> RECORD SET:
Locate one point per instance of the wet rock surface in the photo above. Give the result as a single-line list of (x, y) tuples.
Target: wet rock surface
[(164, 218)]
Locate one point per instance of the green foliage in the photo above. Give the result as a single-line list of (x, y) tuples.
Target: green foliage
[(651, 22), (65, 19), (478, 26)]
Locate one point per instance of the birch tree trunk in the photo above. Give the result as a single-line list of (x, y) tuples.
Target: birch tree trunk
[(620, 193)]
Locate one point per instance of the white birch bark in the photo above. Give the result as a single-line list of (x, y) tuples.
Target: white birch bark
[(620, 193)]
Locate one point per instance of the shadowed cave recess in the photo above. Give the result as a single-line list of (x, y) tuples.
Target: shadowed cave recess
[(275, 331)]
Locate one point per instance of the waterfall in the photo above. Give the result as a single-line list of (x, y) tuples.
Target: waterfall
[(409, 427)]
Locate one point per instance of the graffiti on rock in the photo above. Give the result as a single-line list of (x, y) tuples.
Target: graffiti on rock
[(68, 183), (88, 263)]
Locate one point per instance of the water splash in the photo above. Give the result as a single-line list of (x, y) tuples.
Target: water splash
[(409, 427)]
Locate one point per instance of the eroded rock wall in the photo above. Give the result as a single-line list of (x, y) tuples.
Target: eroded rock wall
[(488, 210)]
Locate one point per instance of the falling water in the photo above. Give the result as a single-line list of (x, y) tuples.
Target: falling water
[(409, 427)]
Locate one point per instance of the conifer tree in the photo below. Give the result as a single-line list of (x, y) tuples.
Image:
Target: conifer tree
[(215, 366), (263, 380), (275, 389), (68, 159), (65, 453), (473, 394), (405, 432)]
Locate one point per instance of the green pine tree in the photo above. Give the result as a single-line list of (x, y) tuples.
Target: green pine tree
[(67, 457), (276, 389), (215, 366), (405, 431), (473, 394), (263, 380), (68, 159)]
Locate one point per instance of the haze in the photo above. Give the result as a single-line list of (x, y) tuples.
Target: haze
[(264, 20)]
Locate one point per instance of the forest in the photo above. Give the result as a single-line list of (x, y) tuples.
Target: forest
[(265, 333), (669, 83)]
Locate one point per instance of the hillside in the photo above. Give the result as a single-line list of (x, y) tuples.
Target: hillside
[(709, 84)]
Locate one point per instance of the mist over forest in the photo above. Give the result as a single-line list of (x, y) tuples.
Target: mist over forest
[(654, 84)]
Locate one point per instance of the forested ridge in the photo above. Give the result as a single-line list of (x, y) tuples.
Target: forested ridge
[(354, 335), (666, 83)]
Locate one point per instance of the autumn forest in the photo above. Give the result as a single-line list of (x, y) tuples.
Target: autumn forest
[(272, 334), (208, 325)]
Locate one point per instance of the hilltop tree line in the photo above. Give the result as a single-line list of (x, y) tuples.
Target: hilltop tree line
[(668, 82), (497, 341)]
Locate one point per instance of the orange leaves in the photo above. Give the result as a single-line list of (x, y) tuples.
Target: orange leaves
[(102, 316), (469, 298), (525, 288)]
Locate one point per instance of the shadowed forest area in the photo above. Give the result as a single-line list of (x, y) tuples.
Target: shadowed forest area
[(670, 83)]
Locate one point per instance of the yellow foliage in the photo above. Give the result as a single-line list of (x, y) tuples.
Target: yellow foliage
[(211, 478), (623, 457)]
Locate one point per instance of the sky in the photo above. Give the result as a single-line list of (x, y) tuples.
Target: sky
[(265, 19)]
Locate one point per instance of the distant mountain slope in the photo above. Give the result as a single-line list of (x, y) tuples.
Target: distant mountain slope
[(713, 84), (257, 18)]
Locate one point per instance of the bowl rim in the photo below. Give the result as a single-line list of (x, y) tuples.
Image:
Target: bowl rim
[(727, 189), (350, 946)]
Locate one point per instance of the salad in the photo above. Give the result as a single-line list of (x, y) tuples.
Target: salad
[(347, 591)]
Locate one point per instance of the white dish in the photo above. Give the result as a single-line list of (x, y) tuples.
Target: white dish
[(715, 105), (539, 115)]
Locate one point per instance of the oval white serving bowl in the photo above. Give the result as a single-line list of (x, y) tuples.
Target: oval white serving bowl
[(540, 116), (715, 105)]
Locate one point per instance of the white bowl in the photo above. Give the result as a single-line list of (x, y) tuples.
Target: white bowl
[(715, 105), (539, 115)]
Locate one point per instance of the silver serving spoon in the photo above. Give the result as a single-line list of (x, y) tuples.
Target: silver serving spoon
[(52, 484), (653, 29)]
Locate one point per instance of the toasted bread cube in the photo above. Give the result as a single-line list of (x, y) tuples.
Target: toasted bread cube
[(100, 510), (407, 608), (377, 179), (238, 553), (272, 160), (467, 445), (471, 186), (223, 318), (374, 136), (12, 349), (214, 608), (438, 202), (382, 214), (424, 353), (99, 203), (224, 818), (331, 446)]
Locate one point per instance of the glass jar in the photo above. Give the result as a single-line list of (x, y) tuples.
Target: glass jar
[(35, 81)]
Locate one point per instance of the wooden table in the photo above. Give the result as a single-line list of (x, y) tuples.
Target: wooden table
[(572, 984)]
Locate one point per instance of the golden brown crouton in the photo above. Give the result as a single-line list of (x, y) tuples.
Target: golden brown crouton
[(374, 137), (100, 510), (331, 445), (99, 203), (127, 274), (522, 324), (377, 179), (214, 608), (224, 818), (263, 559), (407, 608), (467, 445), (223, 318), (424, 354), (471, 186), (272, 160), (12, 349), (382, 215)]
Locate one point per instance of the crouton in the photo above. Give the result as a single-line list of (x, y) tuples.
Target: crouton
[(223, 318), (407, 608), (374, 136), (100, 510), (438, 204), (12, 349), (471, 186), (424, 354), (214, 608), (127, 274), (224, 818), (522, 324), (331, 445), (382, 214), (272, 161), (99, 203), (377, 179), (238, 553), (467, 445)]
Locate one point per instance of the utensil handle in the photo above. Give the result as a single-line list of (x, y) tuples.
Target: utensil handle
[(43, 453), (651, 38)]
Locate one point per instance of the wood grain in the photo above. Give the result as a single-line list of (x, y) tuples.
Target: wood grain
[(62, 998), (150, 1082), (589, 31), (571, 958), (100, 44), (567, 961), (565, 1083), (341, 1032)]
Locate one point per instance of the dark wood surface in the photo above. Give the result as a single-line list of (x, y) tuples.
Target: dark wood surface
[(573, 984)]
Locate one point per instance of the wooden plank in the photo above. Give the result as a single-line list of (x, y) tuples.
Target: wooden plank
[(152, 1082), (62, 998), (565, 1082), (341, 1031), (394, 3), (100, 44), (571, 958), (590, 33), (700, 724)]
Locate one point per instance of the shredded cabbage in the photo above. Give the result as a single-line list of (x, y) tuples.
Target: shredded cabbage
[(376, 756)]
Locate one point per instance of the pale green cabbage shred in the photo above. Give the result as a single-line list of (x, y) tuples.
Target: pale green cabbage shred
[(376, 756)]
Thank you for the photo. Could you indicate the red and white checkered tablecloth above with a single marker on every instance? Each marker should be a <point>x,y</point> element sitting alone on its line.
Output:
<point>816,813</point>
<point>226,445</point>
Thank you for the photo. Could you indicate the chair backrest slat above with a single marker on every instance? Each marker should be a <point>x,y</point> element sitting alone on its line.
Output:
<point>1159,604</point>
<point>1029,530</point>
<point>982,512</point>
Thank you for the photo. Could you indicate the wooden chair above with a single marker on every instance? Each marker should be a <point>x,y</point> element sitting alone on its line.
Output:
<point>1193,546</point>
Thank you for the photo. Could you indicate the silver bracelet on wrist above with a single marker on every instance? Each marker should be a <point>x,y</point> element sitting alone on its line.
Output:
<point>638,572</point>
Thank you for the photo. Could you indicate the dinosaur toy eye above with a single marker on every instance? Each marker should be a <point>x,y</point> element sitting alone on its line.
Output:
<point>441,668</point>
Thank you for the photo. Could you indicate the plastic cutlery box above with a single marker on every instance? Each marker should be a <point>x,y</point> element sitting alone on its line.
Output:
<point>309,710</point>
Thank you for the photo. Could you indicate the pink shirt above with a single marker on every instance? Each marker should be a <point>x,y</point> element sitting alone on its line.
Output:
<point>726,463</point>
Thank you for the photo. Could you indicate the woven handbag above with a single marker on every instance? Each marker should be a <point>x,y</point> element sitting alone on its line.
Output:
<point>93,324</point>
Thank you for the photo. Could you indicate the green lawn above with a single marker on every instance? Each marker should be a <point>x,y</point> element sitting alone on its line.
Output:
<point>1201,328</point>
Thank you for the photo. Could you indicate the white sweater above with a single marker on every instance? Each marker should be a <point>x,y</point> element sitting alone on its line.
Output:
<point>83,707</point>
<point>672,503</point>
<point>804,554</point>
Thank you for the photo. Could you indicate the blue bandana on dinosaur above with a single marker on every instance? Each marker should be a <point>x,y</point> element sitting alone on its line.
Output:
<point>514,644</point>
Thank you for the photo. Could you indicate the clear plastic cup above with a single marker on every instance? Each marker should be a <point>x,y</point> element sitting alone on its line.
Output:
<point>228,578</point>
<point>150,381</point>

> PROBLEM STATEMENT:
Copy the lines of the listing between the line containing "Locate one point per instance of the wooden table" and the line containing "[(572, 984)]", inclusive, reproducing them without any change.

> RESULT:
Locate one point per instance of the wooden table in the photo above. Give the result as a single-line list of (x, y) tuples.
Target: wooden table
[(572, 984)]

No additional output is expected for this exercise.